■ The problem
The records below must be duplicated exactly, character for character.

────────────────────

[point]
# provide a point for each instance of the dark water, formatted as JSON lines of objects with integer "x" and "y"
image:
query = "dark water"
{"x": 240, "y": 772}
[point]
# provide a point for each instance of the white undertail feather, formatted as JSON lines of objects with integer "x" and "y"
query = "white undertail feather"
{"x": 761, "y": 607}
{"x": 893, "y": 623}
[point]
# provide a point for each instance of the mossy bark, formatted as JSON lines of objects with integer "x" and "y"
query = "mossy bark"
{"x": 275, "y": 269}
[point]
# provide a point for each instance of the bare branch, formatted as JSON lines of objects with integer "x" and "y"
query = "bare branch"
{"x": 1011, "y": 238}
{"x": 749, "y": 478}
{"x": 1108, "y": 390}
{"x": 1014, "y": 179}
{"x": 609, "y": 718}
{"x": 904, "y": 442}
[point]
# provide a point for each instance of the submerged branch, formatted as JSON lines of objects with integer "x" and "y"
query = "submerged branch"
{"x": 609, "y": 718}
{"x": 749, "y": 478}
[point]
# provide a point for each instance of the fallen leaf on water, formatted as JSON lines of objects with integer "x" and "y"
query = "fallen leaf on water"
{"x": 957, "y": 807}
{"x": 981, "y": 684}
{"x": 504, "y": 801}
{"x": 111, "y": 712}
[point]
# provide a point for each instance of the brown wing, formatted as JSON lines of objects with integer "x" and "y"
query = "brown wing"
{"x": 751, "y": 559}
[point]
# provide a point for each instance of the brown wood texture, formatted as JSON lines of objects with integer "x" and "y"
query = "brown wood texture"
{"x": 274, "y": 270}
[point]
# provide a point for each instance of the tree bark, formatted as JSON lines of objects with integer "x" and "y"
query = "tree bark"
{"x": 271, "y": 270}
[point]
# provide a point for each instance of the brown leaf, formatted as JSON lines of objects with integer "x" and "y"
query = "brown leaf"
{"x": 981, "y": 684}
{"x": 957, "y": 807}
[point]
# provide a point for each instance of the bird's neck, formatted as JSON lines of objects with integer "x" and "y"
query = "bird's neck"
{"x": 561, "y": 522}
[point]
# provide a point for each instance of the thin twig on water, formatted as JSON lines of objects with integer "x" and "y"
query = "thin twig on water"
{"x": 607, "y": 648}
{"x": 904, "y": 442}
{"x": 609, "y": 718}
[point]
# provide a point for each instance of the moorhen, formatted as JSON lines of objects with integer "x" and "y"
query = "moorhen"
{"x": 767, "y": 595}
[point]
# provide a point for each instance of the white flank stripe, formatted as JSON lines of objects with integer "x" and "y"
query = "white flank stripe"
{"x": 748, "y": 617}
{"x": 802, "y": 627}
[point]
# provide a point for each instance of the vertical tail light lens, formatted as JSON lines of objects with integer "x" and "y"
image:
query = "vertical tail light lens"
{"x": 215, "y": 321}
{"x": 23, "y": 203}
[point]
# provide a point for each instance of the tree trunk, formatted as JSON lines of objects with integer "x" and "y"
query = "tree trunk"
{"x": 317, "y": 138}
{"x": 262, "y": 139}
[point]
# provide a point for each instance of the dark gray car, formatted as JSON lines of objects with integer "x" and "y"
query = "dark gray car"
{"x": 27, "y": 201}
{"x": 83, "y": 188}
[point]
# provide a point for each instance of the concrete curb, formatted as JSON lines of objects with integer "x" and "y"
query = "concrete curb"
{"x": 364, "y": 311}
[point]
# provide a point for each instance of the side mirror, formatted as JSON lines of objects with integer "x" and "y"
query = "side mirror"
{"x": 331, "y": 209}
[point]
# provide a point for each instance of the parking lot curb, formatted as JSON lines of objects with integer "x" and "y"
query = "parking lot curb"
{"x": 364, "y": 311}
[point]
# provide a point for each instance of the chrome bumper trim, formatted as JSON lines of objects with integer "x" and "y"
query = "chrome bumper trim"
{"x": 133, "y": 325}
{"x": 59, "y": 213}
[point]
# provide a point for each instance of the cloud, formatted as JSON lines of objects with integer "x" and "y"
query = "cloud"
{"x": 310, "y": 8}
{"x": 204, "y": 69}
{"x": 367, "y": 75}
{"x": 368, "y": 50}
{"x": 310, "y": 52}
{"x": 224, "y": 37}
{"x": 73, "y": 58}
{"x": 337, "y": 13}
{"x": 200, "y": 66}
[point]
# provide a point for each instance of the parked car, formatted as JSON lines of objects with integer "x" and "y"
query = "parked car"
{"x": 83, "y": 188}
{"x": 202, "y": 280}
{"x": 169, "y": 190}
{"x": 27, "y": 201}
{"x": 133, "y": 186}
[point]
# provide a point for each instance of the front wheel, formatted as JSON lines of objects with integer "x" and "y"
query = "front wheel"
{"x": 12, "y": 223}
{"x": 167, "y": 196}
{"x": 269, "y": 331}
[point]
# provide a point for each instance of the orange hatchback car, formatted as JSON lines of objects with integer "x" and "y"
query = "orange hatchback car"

────────────────────

■ Result of the exercise
[point]
# provide a point for each instance of the dark water, formatted as JSON lines of objects with integer "x" and "y"
image:
query = "dark water"
{"x": 240, "y": 772}
[point]
# provide a point for each instance of the white undertail feather, formatted as JSON lines of objects with integer "x" and "y"
query = "white undertail feather"
{"x": 761, "y": 607}
{"x": 893, "y": 623}
[point]
# provide a point for each instance of the mossy bark, formatted as JSON lines of objects with integer "x" and "y"
query = "mossy bark"
{"x": 275, "y": 269}
[point]
# provide a point for each instance of the bare branch, formatted as JSON lines of objects with integer "x" and "y"
query = "bare branch"
{"x": 1011, "y": 238}
{"x": 749, "y": 478}
{"x": 1108, "y": 390}
{"x": 1014, "y": 179}
{"x": 609, "y": 718}
{"x": 904, "y": 442}
[point]
# provide a point for each instance of the submerged branch, formatted as JSON lines of objects with integer "x" and "y"
query = "submerged branch"
{"x": 609, "y": 718}
{"x": 749, "y": 478}
[point]
# provide a point for each instance of the fallen leaf on water, formatted as JSON lines of objects with integer "x" and "y"
query = "fallen leaf on water"
{"x": 957, "y": 807}
{"x": 981, "y": 684}
{"x": 504, "y": 801}
{"x": 111, "y": 712}
[point]
# provide a point for each instance of the brown wing, formatted as JSON lines of objects with integer "x" and "y"
query = "brown wing"
{"x": 751, "y": 559}
[point]
# provide a point for each instance of the brown wood texture, formatted as JSON lines of objects with integer "x" and "y"
query = "brown wood texture"
{"x": 274, "y": 270}
[point]
# provide a point for each instance of the tree bark, formatted as JSON lines of objects with integer "x" and "y"
query = "tree bark"
{"x": 271, "y": 270}
[point]
# provide a point for each instance of the brown leaf, formatted as JSON lines of objects with integer "x" and "y"
query = "brown leaf"
{"x": 981, "y": 684}
{"x": 957, "y": 807}
[point]
# provide a point for each instance of the bird's neck, formatted as JSON lines of objects with integer "x" and "y"
query = "bird's neck"
{"x": 561, "y": 522}
[point]
# provide a point for each instance of the thin twig on water, formatted as JSON lines of objects with integer "x" and "y"
query = "thin twig on water"
{"x": 607, "y": 648}
{"x": 904, "y": 442}
{"x": 609, "y": 718}
[point]
# provide a point for each instance of the moorhen, formatted as JSON lines of objects with integer "x" and "y"
query = "moorhen"
{"x": 767, "y": 595}
[point]
# provide a point for each instance of the white flank stripe, formatted as JSON lines of objects with integer "x" and "y"
query = "white flank stripe"
{"x": 748, "y": 617}
{"x": 802, "y": 627}
[point]
# provide a point for each instance of the vertical tail light lens, formatted as JSON lines of objects with integer "x" and "y"
image:
query = "vertical tail light lens"
{"x": 215, "y": 321}
{"x": 23, "y": 203}
[point]
# provide a point for each instance of the tree trunk, formatted as JSON lines of objects with integer "x" and "y"
query = "tree trunk"
{"x": 317, "y": 138}
{"x": 262, "y": 139}
[point]
# provide a point for each instance of the dark gray car, formatted as JSON lines of objects with integer "x" and "y"
query = "dark gray car"
{"x": 27, "y": 201}
{"x": 83, "y": 188}
[point]
# provide a point for each instance of the concrete curb, formatted as JSON lines of objects with integer "x" and "y"
query = "concrete curb"
{"x": 364, "y": 311}
[point]
# provide a point for each instance of the side mirror, formatted as JSON lines of objects with integer "x" and "y"
query = "side mirror"
{"x": 331, "y": 209}
[point]
# provide a point for each instance of the parking lot curb, formatted as JSON lines of objects with integer "x" and "y"
query = "parking lot curb"
{"x": 364, "y": 311}
[point]
# provide a point for each instance of the chrome bumper trim, formatted as JSON lines of objects with integer "x" and "y"
query = "chrome bumper trim"
{"x": 133, "y": 325}
{"x": 59, "y": 213}
[point]
# provide a point for each instance of the cloud, formatted as JSON lines of objects with integer "x" and "y"
query = "cloud"
{"x": 310, "y": 8}
{"x": 204, "y": 69}
{"x": 367, "y": 75}
{"x": 368, "y": 50}
{"x": 310, "y": 52}
{"x": 224, "y": 37}
{"x": 73, "y": 58}
{"x": 337, "y": 13}
{"x": 200, "y": 66}
[point]
# provide a point for each instance of the parked car, formatted as JSON lines of objects with integer "x" and "y"
query = "parked car"
{"x": 83, "y": 188}
{"x": 202, "y": 280}
{"x": 169, "y": 190}
{"x": 27, "y": 201}
{"x": 133, "y": 186}
[point]
# provide a point for each instance of the front wheel, formatted as JSON lines of objects with integer "x" and "y"
query = "front wheel"
{"x": 12, "y": 223}
{"x": 167, "y": 196}
{"x": 269, "y": 331}
[point]
# provide a point for each instance of the orange hatchback car, formatted as JSON lines of objects with integer "x" and "y"
query = "orange hatchback car"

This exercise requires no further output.